▸ PROBLEM STATEMENT
Without changing a single word, write out every entry.

▸ Entries taken from a collection
▼▼▼
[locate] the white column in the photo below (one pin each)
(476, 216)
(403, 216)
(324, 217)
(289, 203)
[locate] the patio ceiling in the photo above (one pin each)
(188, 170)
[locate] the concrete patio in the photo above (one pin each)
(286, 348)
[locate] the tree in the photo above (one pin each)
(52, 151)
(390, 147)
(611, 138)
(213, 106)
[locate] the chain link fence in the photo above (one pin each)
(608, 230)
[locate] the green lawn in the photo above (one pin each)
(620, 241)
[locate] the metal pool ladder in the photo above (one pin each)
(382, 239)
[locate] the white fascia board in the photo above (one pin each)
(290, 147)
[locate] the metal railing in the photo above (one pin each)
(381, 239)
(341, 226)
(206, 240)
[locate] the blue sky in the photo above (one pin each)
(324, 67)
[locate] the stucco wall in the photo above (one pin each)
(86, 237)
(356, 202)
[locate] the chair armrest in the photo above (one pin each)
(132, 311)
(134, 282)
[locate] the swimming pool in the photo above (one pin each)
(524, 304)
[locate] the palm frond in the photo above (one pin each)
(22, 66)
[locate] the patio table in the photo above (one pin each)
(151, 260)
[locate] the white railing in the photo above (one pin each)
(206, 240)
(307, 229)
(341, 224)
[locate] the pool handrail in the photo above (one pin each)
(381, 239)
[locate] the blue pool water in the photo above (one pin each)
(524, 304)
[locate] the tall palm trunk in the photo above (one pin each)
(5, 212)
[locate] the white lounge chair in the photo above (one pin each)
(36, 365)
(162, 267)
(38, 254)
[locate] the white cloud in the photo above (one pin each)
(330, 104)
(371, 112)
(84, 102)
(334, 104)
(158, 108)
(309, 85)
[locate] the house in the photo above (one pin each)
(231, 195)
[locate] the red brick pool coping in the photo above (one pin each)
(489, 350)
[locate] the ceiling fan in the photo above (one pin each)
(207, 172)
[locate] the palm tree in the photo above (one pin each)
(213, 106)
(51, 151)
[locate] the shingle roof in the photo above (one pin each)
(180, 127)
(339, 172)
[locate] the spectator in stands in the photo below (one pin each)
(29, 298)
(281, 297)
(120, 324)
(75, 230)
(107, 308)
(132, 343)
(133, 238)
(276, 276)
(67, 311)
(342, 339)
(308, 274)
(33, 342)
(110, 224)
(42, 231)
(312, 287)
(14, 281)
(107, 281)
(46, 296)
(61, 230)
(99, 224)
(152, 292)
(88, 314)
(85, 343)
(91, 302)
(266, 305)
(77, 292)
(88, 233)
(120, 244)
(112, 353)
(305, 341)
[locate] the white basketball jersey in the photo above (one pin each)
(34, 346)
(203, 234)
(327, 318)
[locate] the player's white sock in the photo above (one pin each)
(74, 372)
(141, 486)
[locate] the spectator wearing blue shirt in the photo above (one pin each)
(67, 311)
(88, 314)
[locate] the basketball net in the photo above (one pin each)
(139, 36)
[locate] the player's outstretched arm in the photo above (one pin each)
▲▲▲
▸ ANSWER BOX
[locate] the white column in the photo below (one pin each)
(476, 216)
(403, 216)
(324, 217)
(289, 203)
[locate] the patio ceiling in the photo above (one pin each)
(188, 170)
[locate] the concrete patio in the photo above (one pin each)
(286, 348)
[locate] the tree in the photo above (one pin each)
(52, 151)
(390, 147)
(611, 138)
(213, 106)
[locate] the chain link fence in the photo above (one pin each)
(608, 230)
[locate] the green lawn in the photo above (one pin each)
(620, 241)
[locate] the metal pool ladder in the photo above (one pin each)
(382, 239)
[locate] the white fascia board in the photo above (one pin each)
(290, 147)
[locate] the metal railing in the photo above (one pin each)
(381, 239)
(341, 226)
(206, 240)
[locate] the blue sky in the photo above (one pin each)
(324, 67)
[locate] the stucco wall in the photo above (one pin each)
(86, 237)
(356, 202)
[locate] the chair armrest in the photo above (one pin each)
(132, 311)
(134, 282)
[locate] the swimming pool in the photo above (one pin each)
(524, 304)
[locate] the palm frond in the photo above (one pin each)
(22, 66)
[locate] the patio table in the photo above (one pin each)
(151, 260)
[locate] the white railing in the photo above (one pin each)
(206, 240)
(307, 229)
(341, 224)
[locate] the pool handrail in the photo above (one pin each)
(381, 239)
[locate] the blue pool water in the photo above (one pin each)
(524, 304)
[locate] the tall palm trunk in the photo above (one pin each)
(5, 212)
[locate] the white lounge chair in the photo above (one pin each)
(36, 365)
(162, 267)
(38, 254)
[locate] the white cloud in the photo above (one pin each)
(330, 104)
(371, 112)
(84, 102)
(334, 104)
(158, 108)
(309, 85)
[locate] the house in the photo above (one pin each)
(231, 195)
[locate] the red brick pool coping in the photo above (one pin each)
(489, 350)
[locate] the ceiling fan in the photo above (one pin each)
(207, 172)
[locate] the palm tree in the photo above (one pin each)
(213, 106)
(51, 151)
[locate] the shingle roof in the photo above (one pin each)
(180, 127)
(339, 172)
[locate] the spectator in stands in the photo below (one pin each)
(29, 298)
(281, 297)
(120, 324)
(75, 230)
(107, 308)
(132, 343)
(133, 238)
(276, 276)
(67, 311)
(342, 339)
(308, 274)
(33, 342)
(110, 224)
(42, 231)
(312, 287)
(14, 281)
(107, 281)
(46, 296)
(61, 230)
(99, 224)
(152, 292)
(88, 314)
(85, 343)
(91, 302)
(266, 305)
(77, 292)
(88, 233)
(120, 244)
(112, 353)
(305, 341)
[locate] the white basketball jersey in the photo above (one pin each)
(34, 346)
(203, 234)
(327, 318)
[locate] the player's white sock in the photo above (one pin each)
(74, 372)
(141, 486)
[locate] the spectator wearing blue shirt in the photo above (one pin each)
(67, 311)
(88, 314)
[locate] the basketball net in the photo above (one pin each)
(139, 36)
[locate] the player's outstretched arm in the photo above (one pin each)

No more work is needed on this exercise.